Only a number is expected: how many lines in the data below contain the word "brass".

___ Data excerpts ___

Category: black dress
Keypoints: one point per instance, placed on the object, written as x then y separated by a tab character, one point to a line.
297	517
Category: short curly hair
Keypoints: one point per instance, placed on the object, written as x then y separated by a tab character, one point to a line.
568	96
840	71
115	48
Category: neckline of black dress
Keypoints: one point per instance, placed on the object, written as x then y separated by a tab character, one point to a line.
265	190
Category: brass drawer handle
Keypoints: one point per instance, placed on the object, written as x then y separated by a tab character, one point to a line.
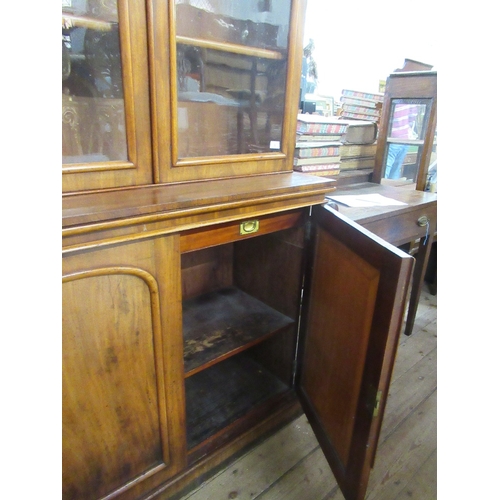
423	221
249	227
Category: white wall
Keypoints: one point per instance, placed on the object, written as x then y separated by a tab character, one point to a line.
359	43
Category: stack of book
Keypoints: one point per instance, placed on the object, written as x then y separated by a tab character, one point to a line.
358	105
327	146
357	156
317	148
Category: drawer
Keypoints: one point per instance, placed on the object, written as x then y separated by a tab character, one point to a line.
407	226
197	239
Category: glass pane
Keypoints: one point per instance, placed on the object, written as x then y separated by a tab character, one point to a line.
231	76
93	120
407	128
408	120
254	23
402	161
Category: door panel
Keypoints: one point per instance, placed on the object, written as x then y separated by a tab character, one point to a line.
123	430
354	303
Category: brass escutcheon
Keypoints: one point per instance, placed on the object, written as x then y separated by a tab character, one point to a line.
249	227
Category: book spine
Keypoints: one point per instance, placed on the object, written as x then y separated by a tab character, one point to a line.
363	95
317	160
358	163
359	116
320	128
359	102
358	150
319	167
361	110
316	152
320	138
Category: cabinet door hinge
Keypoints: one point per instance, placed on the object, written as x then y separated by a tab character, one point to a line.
377	403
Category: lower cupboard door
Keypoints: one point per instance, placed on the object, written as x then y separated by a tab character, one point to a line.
122	382
354	301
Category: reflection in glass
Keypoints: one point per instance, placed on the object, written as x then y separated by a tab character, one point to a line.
407	128
231	76
93	121
407	121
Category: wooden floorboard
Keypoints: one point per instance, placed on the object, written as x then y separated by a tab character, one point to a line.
290	465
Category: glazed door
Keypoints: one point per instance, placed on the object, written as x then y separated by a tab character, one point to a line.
354	304
106	135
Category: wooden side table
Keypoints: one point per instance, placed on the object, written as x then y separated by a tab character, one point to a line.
399	225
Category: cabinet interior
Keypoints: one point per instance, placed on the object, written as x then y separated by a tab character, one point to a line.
241	304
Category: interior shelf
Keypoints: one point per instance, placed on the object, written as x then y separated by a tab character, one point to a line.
219	324
231	47
224	393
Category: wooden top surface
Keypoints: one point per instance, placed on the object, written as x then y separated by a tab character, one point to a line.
94	207
413	198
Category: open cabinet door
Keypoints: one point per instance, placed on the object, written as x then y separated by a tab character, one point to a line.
354	301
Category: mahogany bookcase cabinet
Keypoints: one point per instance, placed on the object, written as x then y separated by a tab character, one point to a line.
209	294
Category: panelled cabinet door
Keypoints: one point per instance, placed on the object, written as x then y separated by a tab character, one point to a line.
106	136
354	306
122	390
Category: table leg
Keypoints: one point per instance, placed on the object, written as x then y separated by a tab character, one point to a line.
421	261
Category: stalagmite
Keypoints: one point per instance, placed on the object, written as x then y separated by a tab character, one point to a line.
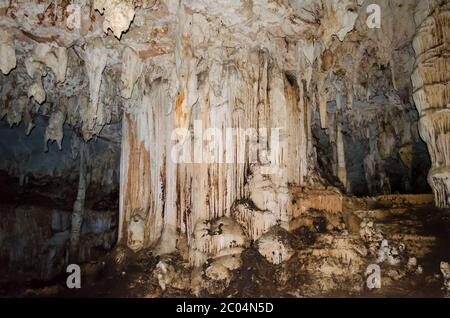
342	170
231	148
216	238
7	51
36	71
275	246
54	131
432	92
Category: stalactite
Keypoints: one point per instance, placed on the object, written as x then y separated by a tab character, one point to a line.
432	91
131	70
118	15
342	170
36	71
7	51
79	207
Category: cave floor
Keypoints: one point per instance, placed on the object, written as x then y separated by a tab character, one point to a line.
317	269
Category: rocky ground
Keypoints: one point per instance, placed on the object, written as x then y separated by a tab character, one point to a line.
327	256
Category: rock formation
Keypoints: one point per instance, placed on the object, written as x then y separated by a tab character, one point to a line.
216	127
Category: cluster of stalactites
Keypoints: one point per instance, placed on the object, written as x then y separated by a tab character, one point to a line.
431	83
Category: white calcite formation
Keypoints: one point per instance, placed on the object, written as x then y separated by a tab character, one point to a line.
432	90
271	78
276	246
216	238
255	222
118	15
7	51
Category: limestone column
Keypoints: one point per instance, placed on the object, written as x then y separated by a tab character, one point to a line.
432	90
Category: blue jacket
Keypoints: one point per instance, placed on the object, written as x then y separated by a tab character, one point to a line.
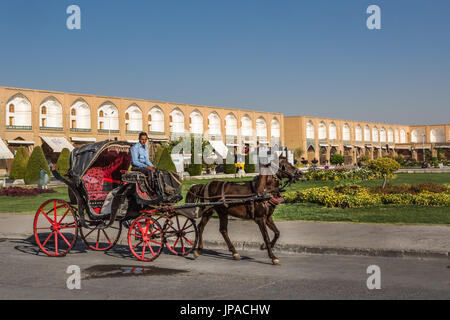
139	156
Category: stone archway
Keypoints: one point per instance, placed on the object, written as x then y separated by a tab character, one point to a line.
323	155
311	153
348	156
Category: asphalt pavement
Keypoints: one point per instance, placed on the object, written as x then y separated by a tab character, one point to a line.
303	237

___

Answer below: 2